▶ [WORK TO DO] Please write out the complete listing that follows, exactly as it reads.

▶ [RAW DATA]

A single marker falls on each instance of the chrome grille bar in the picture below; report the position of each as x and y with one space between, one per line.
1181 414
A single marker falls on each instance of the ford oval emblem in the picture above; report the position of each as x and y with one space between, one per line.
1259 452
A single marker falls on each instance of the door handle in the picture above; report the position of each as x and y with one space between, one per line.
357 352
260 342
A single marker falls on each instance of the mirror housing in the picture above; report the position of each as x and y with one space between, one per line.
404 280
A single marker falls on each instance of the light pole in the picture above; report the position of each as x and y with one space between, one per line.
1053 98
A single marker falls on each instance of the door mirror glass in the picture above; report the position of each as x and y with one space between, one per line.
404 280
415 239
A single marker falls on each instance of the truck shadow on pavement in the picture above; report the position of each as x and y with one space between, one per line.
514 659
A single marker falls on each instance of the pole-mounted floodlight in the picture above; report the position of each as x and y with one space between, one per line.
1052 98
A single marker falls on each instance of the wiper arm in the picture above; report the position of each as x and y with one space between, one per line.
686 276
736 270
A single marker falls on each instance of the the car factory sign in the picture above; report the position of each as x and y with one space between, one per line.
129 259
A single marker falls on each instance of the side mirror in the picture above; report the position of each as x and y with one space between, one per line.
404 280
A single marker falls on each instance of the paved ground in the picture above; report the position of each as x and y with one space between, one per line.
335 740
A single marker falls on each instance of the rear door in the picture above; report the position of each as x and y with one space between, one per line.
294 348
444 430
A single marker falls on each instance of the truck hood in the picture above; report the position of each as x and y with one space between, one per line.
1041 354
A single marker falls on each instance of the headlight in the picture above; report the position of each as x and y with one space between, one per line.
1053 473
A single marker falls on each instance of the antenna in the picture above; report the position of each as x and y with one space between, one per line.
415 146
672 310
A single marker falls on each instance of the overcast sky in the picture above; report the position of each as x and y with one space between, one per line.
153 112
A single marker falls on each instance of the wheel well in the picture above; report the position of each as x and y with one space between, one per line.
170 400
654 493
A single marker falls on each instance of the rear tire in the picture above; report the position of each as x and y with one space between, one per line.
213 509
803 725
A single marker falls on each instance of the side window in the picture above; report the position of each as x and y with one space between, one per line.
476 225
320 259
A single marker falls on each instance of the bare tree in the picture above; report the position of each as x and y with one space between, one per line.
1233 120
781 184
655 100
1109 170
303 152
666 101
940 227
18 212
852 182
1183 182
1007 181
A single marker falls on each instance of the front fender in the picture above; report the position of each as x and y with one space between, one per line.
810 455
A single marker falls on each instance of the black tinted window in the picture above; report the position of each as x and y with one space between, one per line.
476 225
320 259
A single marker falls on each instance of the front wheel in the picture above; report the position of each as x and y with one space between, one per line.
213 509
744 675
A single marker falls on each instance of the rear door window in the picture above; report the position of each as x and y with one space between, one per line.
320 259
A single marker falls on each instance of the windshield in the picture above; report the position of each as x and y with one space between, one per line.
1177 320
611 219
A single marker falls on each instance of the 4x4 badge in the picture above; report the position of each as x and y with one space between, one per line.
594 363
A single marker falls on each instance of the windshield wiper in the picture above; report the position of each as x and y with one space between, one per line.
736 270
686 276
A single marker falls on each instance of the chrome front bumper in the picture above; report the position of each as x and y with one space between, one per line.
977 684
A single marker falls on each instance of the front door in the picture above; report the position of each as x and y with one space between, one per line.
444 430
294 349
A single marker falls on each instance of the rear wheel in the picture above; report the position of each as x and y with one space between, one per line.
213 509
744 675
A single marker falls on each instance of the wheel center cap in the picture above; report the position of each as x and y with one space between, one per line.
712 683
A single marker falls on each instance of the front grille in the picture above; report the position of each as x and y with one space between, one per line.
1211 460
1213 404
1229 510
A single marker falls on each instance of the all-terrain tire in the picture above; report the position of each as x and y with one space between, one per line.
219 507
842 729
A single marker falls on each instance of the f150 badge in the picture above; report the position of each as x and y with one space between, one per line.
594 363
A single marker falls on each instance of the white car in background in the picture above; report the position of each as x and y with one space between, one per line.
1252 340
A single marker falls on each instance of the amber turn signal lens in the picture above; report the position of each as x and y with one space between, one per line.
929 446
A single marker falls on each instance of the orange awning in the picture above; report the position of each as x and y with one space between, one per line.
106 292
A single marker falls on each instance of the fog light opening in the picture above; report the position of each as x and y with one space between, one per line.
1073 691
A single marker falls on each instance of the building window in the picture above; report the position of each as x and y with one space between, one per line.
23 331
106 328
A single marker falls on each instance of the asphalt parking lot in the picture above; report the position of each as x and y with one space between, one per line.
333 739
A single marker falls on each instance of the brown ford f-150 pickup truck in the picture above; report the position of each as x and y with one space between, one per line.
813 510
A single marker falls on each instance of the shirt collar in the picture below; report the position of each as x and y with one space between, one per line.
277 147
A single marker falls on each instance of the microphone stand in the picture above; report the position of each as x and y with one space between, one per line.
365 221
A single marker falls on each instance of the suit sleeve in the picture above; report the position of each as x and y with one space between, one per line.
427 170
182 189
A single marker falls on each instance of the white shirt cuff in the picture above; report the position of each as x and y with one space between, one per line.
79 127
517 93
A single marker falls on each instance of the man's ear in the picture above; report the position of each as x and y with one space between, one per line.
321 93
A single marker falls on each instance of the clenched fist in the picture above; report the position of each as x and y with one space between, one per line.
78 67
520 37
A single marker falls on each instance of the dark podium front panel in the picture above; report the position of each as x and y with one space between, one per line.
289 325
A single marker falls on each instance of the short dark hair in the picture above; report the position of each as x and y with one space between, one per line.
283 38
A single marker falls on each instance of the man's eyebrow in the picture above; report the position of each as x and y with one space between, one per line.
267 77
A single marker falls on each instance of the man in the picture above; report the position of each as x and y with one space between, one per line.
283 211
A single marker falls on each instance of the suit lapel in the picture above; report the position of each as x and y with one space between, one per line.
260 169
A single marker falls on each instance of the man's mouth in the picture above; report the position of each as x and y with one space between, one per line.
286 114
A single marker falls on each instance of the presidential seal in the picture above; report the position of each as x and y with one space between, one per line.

▶ [EXERCISE SOLUTION]
A single marker falls on each instance of the chrome grille bar in the picture below; report the position of each as x and y with one space between, one per line.
1181 414
A single marker falls on each instance of the ford oval emblem in the picture above; report the position of each as x and y with one space between, one per line.
1259 452
A single marker falls on each instance of the door handle in the picture above; report the position of each as x and y with one space between, one per line.
357 352
260 342
A single marker falls on each instance of the mirror housing in the picture above; report the position of each as x and y with one space between, one per line.
404 280
A single marker falls on each instance of the light pole in the picture above; report the position of each as x and y with one space between, one per line.
1053 98
A single marker falls on each instance of the door mirror glass in the picture above; report the position of each as x and y with one space between, one per line.
404 280
415 239
A single marker falls on each instance of the truck shadow on pavement in the picture above; report the position of each as x and y with one space between, one per line.
514 659
A single marker falls on each instance of the pole-mounted floodlight in the picture above; report the position of each as x and y with one space between, one per line.
1052 98
A single marker falls on each instance of the wiper arm in the picture above; report the position of each as x and y with one space between, one per line.
686 276
736 270
A single marker falls on each instance of the the car factory sign in the picture above; report the position of each as x and y with one space between, one per line.
129 259
A single marker falls on each instance of the side mirror in the picture above; report the position of each as x and y with one space between, one per line.
404 280
A single marker falls on each instance of the paved ground in the picture above; report the position of each as x and y with one space between, one per line.
335 740
A single marker falls on each instance of the rear door in the picture above; report the position of each as x and y with one space between, one per line.
294 348
444 430
A single marker falls on each instance of the truck hood in the picture above; report the position of each as x and y with one space between, one per line.
1041 354
A single marker falls on each instance of the headlight in the picture above; report the position of each as x and y with one space between, one per line.
1053 473
A single marker falls on each instance of the antenna in the picture above; report the position of each as x and y with one space between, one per line.
415 146
672 310
A single marker falls on each instance of the overcast sky in the picture above; report the position of each as x and y with one space between, one per line.
153 112
A single marker falls on each instance of the wheel well in the picture above; report the position of each as x and y with one space between, one per line.
170 400
654 493
A single marker falls on each instance of the rear tire in the picture above; report the position of each as x and y with one space between, one per line.
213 509
803 725
A single marker falls on each instance of the side window in the picture above; report the position of each as x and y with one space between, one per line.
476 225
320 259
A single marker falls on each instance of the bare tree in the picture above; report the position of each as x and y with one space between, one per line.
1233 120
781 184
655 100
1109 170
303 152
666 101
940 227
18 212
852 182
1183 182
1007 181
A single marker falls on each instance of the front fender in the picture above; report the position of each as x and y with one space between, one per line.
810 455
A single marker falls on each instance of the black tinted window in the picture above; report the position of each as x and y with one space between, one per line.
476 225
320 259
A single marker falls on each instance of the front wheel in the picture above; report the position of each as x and y with one space between, one per line.
213 509
744 675
A single marker falls on each instance of the rear door window in the picture above; report the position of each as x and y with one space between, one per line.
320 259
A single marker falls on each instance of the windshield in the picture above; report the position of each as x and y with one space between, one per line.
1177 320
611 219
A single marker falls on each instance of the 4x4 badge in the picture above; report the position of each as x and y with one space between, one per line.
594 363
A single marker falls on each instance of the windshield wiper in the picture above; report the position of each as x and y with one space between, one per line.
736 270
686 276
A single marker falls on each instance of the chrome front bumper in the picture above; report the position of each as x and y with one space between, one per line.
977 684
A single marker falls on each instance of the front door in the picture above; report the position of each as x and y with one space between, one per line.
444 430
294 349
A single marker falls on each instance of the rear wheel in the picture above; report the position of each as x and y with one space between, one per line.
213 509
744 675
A single marker falls on each instance of the wheel center cap in the picture above; report the position of each as x and y with one space between, one per line.
712 683
A single marker falls on each instance of the front grille in the picture above; report the position of each as x and y with one space between, one per line.
1211 460
1213 404
1229 510
A single marker falls on each instance of the all-terrain tire in the picture above; report the position of each as x and y with one space between, one per line.
219 507
842 729
A single marker falls on each instance of the f150 badge in the picture above; report the position of each as x and y with one space between, one per line.
594 363
A single marker falls on each instance of the white car in background in the picture above; report the position of each as x and y with one space between, one per line.
1252 340
A single marker falls on each instance of the amber turn signal lens in the picture above; report the position of each as x and y with one space between, one per line.
929 446
A single marker falls on each instance of the orange awning in the picture above; report the position of each as x and y with one space between, one per line.
106 292
A single marker falls on each instance of the fog light opening in the picture above; report the position of each as x and y with one space between, one per line.
1073 691
A single marker falls on each instance of the building window in the picture above; report the position of each as x and y with one space between, one per line.
23 331
106 328
A single marker falls on each instance of the asphalt parking lot in the picture above; report the position of each as x and y with one space between, one per line.
333 739
A single marker falls on each instance of the brown ford f-150 pickup truck in the picture above; report the position of each as x and y with one space between, one per line.
813 510
A single marker falls on each instance of the shirt collar in the picture below; report the position of each as x and y with one space between, one per line.
277 147
A single marker falls on each instance of the microphone stand in the picture above; report the position of each as x and y with one space between, one per line.
365 221
A single marker falls on each instance of the suit sleeve in the picture above; report the position of each as x and y with one space between, one per line.
427 170
182 189
A single marker falls on each instance of the white shirt cuff in the picture above; report the position of each as x and y with one space between, one per line.
79 127
517 93
A single marker falls on each instance of the man's ear in the picture above; report the position of each as x and y with one space between, one per line.
321 93
A single marker falls on each instance of the clenched fist in the picture above; report the position of each as x and y with one space between, one per line.
78 67
520 37
A single marker falls on each instance of the dark podium front panel in the picture above; report the position of each as x and y with one space between, one per line.
289 325
A single marker falls on each instance of the short dark hair in the picture above; report the position of each as x and y with one space between, one per line.
283 38
A single marker falls on each instance of the man's eyebrow in the picture above; report the position of each as x and y with one space between, one per line.
267 77
A single marker falls on each instance of the man in the picture above; report the position of each as x and y with one space between, one per line.
283 211
A single marker falls on each instance of the suit lapel in the picture above; report the position of each as x and y with one space between, one per line.
260 169
A single marker falls on each instance of the man's mouth in the picture above; report the position of each as x and y with one space between, one per line.
286 114
A single marker falls on each instance of the presidential seal in the picture above; report the position of each as x and y with one space between, one per line.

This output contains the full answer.